> _Work instructions_:
Put every line of the material below into a Markdown table with two columns, Row and Line, where Row numbers each line and Line holds its text. Skip blank lines and leave the pictures out of the table.

================

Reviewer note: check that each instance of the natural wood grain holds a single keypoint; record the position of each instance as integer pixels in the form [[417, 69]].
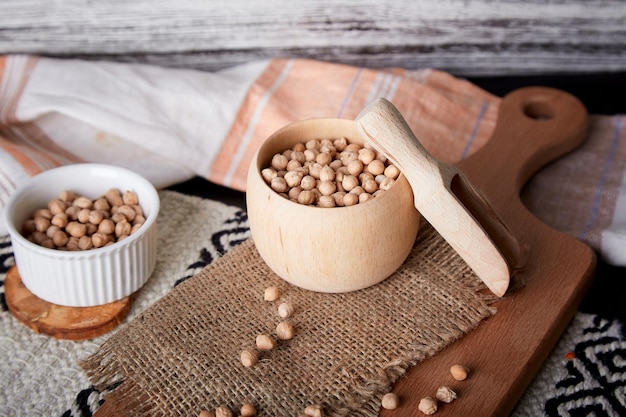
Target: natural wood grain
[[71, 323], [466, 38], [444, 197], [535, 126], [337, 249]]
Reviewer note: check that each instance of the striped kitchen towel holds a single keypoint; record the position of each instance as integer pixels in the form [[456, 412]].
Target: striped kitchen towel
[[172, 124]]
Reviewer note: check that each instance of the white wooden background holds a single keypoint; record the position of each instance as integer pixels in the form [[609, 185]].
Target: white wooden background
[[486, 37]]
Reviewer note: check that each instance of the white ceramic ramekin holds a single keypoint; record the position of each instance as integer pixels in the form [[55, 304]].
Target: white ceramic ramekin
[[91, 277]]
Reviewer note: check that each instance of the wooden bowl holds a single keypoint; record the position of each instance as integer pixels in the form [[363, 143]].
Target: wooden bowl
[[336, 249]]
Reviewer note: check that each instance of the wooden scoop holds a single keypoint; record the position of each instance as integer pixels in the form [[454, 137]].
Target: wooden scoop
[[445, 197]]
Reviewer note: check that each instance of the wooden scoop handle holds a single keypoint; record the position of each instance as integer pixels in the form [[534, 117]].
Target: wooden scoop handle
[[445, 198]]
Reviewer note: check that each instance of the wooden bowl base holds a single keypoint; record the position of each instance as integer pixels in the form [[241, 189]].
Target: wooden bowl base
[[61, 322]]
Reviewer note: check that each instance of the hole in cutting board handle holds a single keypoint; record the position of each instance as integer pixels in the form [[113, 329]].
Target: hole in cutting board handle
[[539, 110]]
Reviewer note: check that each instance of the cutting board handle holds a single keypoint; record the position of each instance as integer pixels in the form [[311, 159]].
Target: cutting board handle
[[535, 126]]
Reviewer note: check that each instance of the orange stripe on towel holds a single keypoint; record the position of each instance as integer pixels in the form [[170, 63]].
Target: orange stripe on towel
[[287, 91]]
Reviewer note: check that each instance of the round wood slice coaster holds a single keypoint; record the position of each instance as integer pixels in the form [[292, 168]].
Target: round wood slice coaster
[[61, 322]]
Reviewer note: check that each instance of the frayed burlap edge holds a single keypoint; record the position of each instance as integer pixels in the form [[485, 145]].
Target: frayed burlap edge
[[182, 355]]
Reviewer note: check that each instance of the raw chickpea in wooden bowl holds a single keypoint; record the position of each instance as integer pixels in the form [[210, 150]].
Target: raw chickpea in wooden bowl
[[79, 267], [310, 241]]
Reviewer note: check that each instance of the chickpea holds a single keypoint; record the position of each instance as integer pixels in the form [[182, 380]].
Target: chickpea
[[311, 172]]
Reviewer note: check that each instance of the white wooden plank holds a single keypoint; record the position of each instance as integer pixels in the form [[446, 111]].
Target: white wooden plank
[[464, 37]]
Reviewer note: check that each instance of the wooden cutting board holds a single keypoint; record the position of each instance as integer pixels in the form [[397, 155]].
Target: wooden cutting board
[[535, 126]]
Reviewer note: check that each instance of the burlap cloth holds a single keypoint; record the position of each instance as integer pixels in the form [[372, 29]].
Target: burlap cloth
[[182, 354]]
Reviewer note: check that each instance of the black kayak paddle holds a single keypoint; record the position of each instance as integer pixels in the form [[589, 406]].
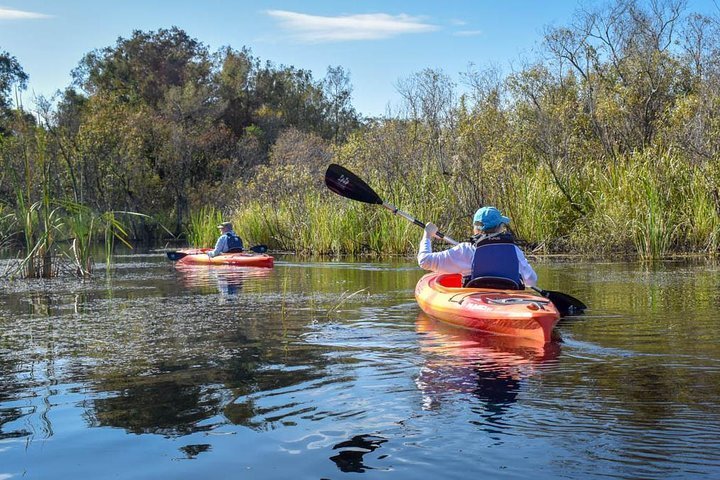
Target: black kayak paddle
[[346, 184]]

================

> _Task result_:
| Row | Line |
|---|---|
| 1 | Reviewer note: check that each instance of the natural wood grain holds a single keypoint; record the position of each instance as integer pixels in the form [[417, 69]]. |
| 2 | Target: natural wood grain |
| 3 | [[71, 323], [466, 38], [444, 197], [535, 126], [337, 249]] |
| 4 | Reviewer note: check that each instance of the striped kitchen towel holds a single keypoint; record the position of each instance as integer pixels in the form [[456, 412]]. |
| 5 | Target: striped kitchen towel |
| 6 | [[172, 124]] |
| 7 | Reviewer note: check that each instance of the white wooden background holds a single keypoint; record the position of each instance as integer pixels in the form [[609, 185]]. |
| 8 | Target: white wooden background |
| 9 | [[486, 37]] |
| 10 | Reviewer note: check that each instance of the white ceramic ramekin holds a single keypoint; record the position of each instance as integer pixels in the form [[55, 304]]. |
| 11 | Target: white ceramic ramekin |
| 12 | [[91, 277]] |
| 13 | Reviewer note: check that each instance of the wooden bowl holds a single keypoint; record the position of each instance as integer pixels in the form [[363, 143]]. |
| 14 | Target: wooden bowl |
| 15 | [[336, 249]] |
| 16 | Reviewer note: check that each instance of the wooden scoop holds a single keypoint; record the position of each instance as integer pixels in the form [[454, 137]]. |
| 17 | Target: wooden scoop |
| 18 | [[445, 197]] |
| 19 | Reviewer note: check that each instance of the wooden scoop handle holds a single keypoint; record the position of each instance as integer pixels in the form [[534, 117]]. |
| 20 | Target: wooden scoop handle |
| 21 | [[445, 198]] |
| 22 | Reviewer note: check that each instance of the wooden bowl base holds a single keypoint; record the position of each instance as integer pixels in the form [[241, 189]]. |
| 23 | Target: wooden bowl base |
| 24 | [[61, 322]] |
| 25 | Reviewer note: check that each instance of the hole in cutting board handle holds a single keypoint; record the position of each instance as integer pixels in the form [[113, 329]]. |
| 26 | Target: hole in cutting board handle |
| 27 | [[539, 110]] |
| 28 | Reviewer note: check that each instance of the cutting board handle holds a single keypoint; record the position of each instance as integer pixels in the form [[311, 159]]. |
| 29 | Target: cutting board handle |
| 30 | [[535, 126]] |
| 31 | Reviewer note: check that each instance of the orange stripe on towel holds a single keypoint; record the position of each instance as integer pixels in the form [[170, 63]]. |
| 32 | Target: orange stripe on towel |
| 33 | [[287, 91]] |
| 34 | Reviewer note: check that each instance of the round wood slice coaster holds a single keypoint; record the position of each instance as integer pixels in the form [[292, 168]]. |
| 35 | Target: round wood slice coaster |
| 36 | [[61, 322]] |
| 37 | Reviewer note: check that each instance of the frayed burlap edge holds a single keypoint; record the position of each instance as integer pixels in the form [[485, 145]]. |
| 38 | Target: frayed burlap edge |
| 39 | [[182, 355]] |
| 40 | Reviewer note: check that each instance of the raw chickpea in wooden bowl holds a single keypoint; record the position of each instance as integer pixels in the form [[210, 150]]. |
| 41 | Target: raw chickpea in wooden bowl |
| 42 | [[79, 267], [310, 241]] |
| 43 | Reviewer note: check that each instance of the chickpea holds a single keypoint; record the position of each instance as integer pixels in the form [[182, 380]]. |
| 44 | Target: chickpea |
| 45 | [[311, 172]] |
| 46 | Reviewer note: check that each instance of the white wooden plank holds a single keypoint; record the position of each instance as integer pixels in the form [[446, 111]]. |
| 47 | Target: white wooden plank |
| 48 | [[464, 37]] |
| 49 | Reviewer note: check that each instance of the wooden cutting board holds a single keypoint; record the position of each instance as integer pixels in the form [[397, 155]]. |
| 50 | Target: wooden cutting board |
| 51 | [[535, 126]] |
| 52 | Reviewer note: check that each instance of the burlap cloth holds a single keypoint; record the position of each instance as integer pixels in the form [[372, 29]]. |
| 53 | Target: burlap cloth |
| 54 | [[182, 354]] |
| 55 | Reviewer note: check that each instance of the black kayak paddle holds a single keypoint; record the position of each instance as integer pixels in the form [[589, 406]]. |
| 56 | Target: black kayak paddle |
| 57 | [[346, 184]] |